## [ARTICLE]
* Start *
Rotary E-Club of Tokyo Peace Wing 東京ピースウィングロータリーEクラブ

About Rotary

Guiding principles

These principles have been developed over the years to provide Rotarians with a strong, common purpose and direction. They serve as a foundation for our relationships with each other and the action we take in the world.

Object of Rotary

The Object of Rotary is to encourage and foster the ideal of service as a basis of worthy enterprise and, in particular, to encourage and foster:

FIRST The development of acquaintance as an opportunity for service;
SECOND High ethical standards in business and professions; the recognition of the worthiness of all useful occupations; and the dignifying of each Rotarian’s occupation as an opportunity to serve society;
THIRD The application of the ideal of service in each Rotarian’s personal, business, and community life;
FOURTH The advancement of international understanding, goodwill, and peace through a world fellowship of business and professional persons united in the ideal of service.

History of Rotary International

photoThe first four Rotarians (from left): Gustavus Loehr, Silvester Schiele, Hiram Shorey, and Paul P. Harris, circa 1905-12.

Paul P. Harris, an attorney, wanted to create a professional group with the same friendly spirit he felt in the small towns of his youth. On 23 February 1905, Harris, Gustavus Loehr, Silvester Schiele, and Hiram Shorey gathered at Loehr’s office in Room 711 of the Unity Building in downtown Chicago. This was the first Rotary club meeting. They decided to call the new club “Rotary” after the practice of rotating meeting locations.

Within five years clubs had formed across the country, from San Francisco to New York.

 In August 1910, Rotarians held their first convention in Chicago. The 16 clubs that existed at that time united to form the National Association of Rotary Clubs.

 In 1912, the name changed to International Association of Rotary Clubs to reflect the addition of clubs in other countries. The name Rotary International was adopted in 1922.

 By July 1925, Rotary had grown to more than 2,000 clubs and an estimated 108,000 members  on six continents.
* End *
## [REQUEST 1]
In one to three sentences, explain why the Rotary text says the organization's name was changed in 1912.
## [REQUEST 2]
Carry the Rotary text on from its final sentence.
The listing that comes next has no connection to the Rotary text.

## [DATA RECORDS]
* Start *
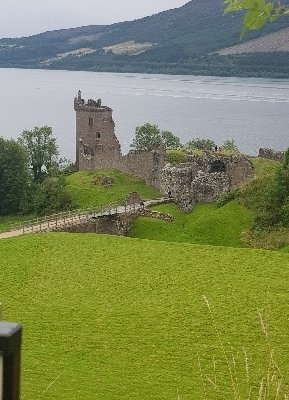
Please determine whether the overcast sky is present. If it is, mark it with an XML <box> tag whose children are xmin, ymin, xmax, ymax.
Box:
<box><xmin>0</xmin><ymin>0</ymin><xmax>189</xmax><ymax>38</ymax></box>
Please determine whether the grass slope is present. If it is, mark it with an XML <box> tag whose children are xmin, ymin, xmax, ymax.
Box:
<box><xmin>129</xmin><ymin>201</ymin><xmax>253</xmax><ymax>247</ymax></box>
<box><xmin>0</xmin><ymin>234</ymin><xmax>289</xmax><ymax>400</ymax></box>
<box><xmin>67</xmin><ymin>170</ymin><xmax>160</xmax><ymax>208</ymax></box>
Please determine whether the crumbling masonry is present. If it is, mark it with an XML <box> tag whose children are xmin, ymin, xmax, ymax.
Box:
<box><xmin>74</xmin><ymin>91</ymin><xmax>253</xmax><ymax>211</ymax></box>
<box><xmin>74</xmin><ymin>91</ymin><xmax>165</xmax><ymax>188</ymax></box>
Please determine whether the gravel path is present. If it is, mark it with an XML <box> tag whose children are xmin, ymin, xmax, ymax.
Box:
<box><xmin>0</xmin><ymin>197</ymin><xmax>171</xmax><ymax>239</ymax></box>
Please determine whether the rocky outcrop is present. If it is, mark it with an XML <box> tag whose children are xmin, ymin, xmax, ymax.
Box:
<box><xmin>258</xmin><ymin>148</ymin><xmax>285</xmax><ymax>162</ymax></box>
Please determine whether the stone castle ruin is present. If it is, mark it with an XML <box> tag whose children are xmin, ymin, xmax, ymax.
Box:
<box><xmin>74</xmin><ymin>91</ymin><xmax>165</xmax><ymax>188</ymax></box>
<box><xmin>74</xmin><ymin>91</ymin><xmax>253</xmax><ymax>211</ymax></box>
<box><xmin>161</xmin><ymin>152</ymin><xmax>253</xmax><ymax>212</ymax></box>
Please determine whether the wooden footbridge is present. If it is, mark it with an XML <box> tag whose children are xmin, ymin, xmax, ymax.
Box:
<box><xmin>0</xmin><ymin>197</ymin><xmax>172</xmax><ymax>239</ymax></box>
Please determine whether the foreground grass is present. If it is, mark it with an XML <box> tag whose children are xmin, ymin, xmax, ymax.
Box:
<box><xmin>0</xmin><ymin>234</ymin><xmax>289</xmax><ymax>400</ymax></box>
<box><xmin>129</xmin><ymin>201</ymin><xmax>253</xmax><ymax>247</ymax></box>
<box><xmin>67</xmin><ymin>170</ymin><xmax>160</xmax><ymax>208</ymax></box>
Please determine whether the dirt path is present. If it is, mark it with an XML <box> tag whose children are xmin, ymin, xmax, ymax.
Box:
<box><xmin>0</xmin><ymin>197</ymin><xmax>170</xmax><ymax>239</ymax></box>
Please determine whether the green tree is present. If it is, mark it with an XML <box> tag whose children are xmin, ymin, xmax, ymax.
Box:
<box><xmin>161</xmin><ymin>131</ymin><xmax>182</xmax><ymax>149</ymax></box>
<box><xmin>222</xmin><ymin>139</ymin><xmax>239</xmax><ymax>153</ymax></box>
<box><xmin>186</xmin><ymin>138</ymin><xmax>215</xmax><ymax>150</ymax></box>
<box><xmin>18</xmin><ymin>126</ymin><xmax>59</xmax><ymax>181</ymax></box>
<box><xmin>131</xmin><ymin>123</ymin><xmax>181</xmax><ymax>150</ymax></box>
<box><xmin>0</xmin><ymin>138</ymin><xmax>31</xmax><ymax>215</ymax></box>
<box><xmin>223</xmin><ymin>0</ymin><xmax>289</xmax><ymax>37</ymax></box>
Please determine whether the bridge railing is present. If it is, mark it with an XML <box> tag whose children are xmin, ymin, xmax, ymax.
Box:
<box><xmin>10</xmin><ymin>203</ymin><xmax>144</xmax><ymax>234</ymax></box>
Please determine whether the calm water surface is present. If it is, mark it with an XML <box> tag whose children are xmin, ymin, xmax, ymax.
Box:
<box><xmin>0</xmin><ymin>69</ymin><xmax>289</xmax><ymax>160</ymax></box>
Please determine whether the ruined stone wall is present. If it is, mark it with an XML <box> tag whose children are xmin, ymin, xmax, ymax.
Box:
<box><xmin>191</xmin><ymin>171</ymin><xmax>230</xmax><ymax>203</ymax></box>
<box><xmin>74</xmin><ymin>92</ymin><xmax>165</xmax><ymax>188</ymax></box>
<box><xmin>120</xmin><ymin>146</ymin><xmax>165</xmax><ymax>188</ymax></box>
<box><xmin>74</xmin><ymin>92</ymin><xmax>121</xmax><ymax>170</ymax></box>
<box><xmin>161</xmin><ymin>153</ymin><xmax>253</xmax><ymax>212</ymax></box>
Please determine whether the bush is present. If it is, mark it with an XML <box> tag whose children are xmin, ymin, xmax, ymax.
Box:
<box><xmin>222</xmin><ymin>139</ymin><xmax>239</xmax><ymax>153</ymax></box>
<box><xmin>186</xmin><ymin>138</ymin><xmax>216</xmax><ymax>150</ymax></box>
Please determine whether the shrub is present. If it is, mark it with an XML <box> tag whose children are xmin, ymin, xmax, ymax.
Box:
<box><xmin>186</xmin><ymin>138</ymin><xmax>216</xmax><ymax>150</ymax></box>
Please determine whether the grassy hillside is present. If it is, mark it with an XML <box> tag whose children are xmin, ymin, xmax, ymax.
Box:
<box><xmin>0</xmin><ymin>234</ymin><xmax>289</xmax><ymax>400</ymax></box>
<box><xmin>0</xmin><ymin>0</ymin><xmax>289</xmax><ymax>77</ymax></box>
<box><xmin>129</xmin><ymin>202</ymin><xmax>253</xmax><ymax>247</ymax></box>
<box><xmin>57</xmin><ymin>170</ymin><xmax>160</xmax><ymax>208</ymax></box>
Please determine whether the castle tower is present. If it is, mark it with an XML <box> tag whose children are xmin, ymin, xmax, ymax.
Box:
<box><xmin>74</xmin><ymin>90</ymin><xmax>121</xmax><ymax>170</ymax></box>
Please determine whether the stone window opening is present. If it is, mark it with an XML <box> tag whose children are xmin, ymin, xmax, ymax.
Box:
<box><xmin>210</xmin><ymin>160</ymin><xmax>227</xmax><ymax>173</ymax></box>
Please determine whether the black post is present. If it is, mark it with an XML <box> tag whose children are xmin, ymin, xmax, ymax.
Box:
<box><xmin>0</xmin><ymin>322</ymin><xmax>22</xmax><ymax>400</ymax></box>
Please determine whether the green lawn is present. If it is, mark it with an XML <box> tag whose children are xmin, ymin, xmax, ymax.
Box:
<box><xmin>129</xmin><ymin>201</ymin><xmax>253</xmax><ymax>247</ymax></box>
<box><xmin>0</xmin><ymin>233</ymin><xmax>289</xmax><ymax>400</ymax></box>
<box><xmin>67</xmin><ymin>170</ymin><xmax>160</xmax><ymax>208</ymax></box>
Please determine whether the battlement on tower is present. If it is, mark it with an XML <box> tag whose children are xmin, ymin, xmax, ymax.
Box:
<box><xmin>74</xmin><ymin>90</ymin><xmax>165</xmax><ymax>187</ymax></box>
<box><xmin>74</xmin><ymin>90</ymin><xmax>112</xmax><ymax>113</ymax></box>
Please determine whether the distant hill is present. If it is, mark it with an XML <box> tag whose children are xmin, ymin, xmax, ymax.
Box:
<box><xmin>0</xmin><ymin>0</ymin><xmax>289</xmax><ymax>77</ymax></box>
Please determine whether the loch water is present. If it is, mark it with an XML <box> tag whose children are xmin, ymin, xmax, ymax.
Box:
<box><xmin>0</xmin><ymin>69</ymin><xmax>289</xmax><ymax>160</ymax></box>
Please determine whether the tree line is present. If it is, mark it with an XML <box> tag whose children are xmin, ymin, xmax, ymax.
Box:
<box><xmin>0</xmin><ymin>126</ymin><xmax>73</xmax><ymax>215</ymax></box>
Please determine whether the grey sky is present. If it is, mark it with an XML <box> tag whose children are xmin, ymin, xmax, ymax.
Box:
<box><xmin>0</xmin><ymin>0</ymin><xmax>189</xmax><ymax>37</ymax></box>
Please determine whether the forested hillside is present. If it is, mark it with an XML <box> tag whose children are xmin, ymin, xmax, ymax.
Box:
<box><xmin>0</xmin><ymin>0</ymin><xmax>289</xmax><ymax>77</ymax></box>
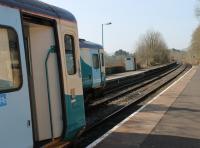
* End *
## [ANSWER 1]
In 1912 the name became International Association of Rotary Clubs because clubs had been added in other countries.

## [ANSWER 2]
 Rotary’s reputation attracted presidents, prime ministers, and a host of other luminaries to its ranks — among them author Thomas Mann, diplomat Carlos P. Romulo, and composer Jean Sibelius.

As Rotary grew, members pooled their resources and used their talents to serve their communities. The organization's dedication to this ideal is best expressed in its motto: Service Above Self.

The Four-Way Test

The Four-Way Test is a nonpartisan and nonsectarian ethical guide for Rotarians to use for their personal and professional relationships. The test has been translated into more than 100 languages, and Rotarians recite it at club meetings:

Of the things we think, say or do

1.Is it the TRUTH?

2.Is it FAIR to all concerned?

3.Will it build GOODWILL and BETTER FRIENDSHIPS?

4.Will it be BENEFICIAL to all concerned?

Avenues of Service

We channel our commitment to service at home and abroad through five Avenues of Service, which are the foundation of club activity.

1 Club Service focuses on making clubs strong. A thriving club is anchored by strong relationships and an active membership development plan.
2 Vocational Service calls on every Rotarian to work with integrity and contribute their expertise to the problems and needs of society. Learn more in An Introduction to Vocational Service and the Code of Conduct.
3 Community Service encourages every Rotarian to find ways to improve the quality of life for people in their communities and to serve the public interest. Learn more in Communities in Action: A Guide to Effective Projects and this Community Service presentation (PPT).
4 International Service exemplifies our global reach in promoting peace and understanding. We support this service avenue by sponsoring or volunteering on international projects, seeking partners abroad, and more.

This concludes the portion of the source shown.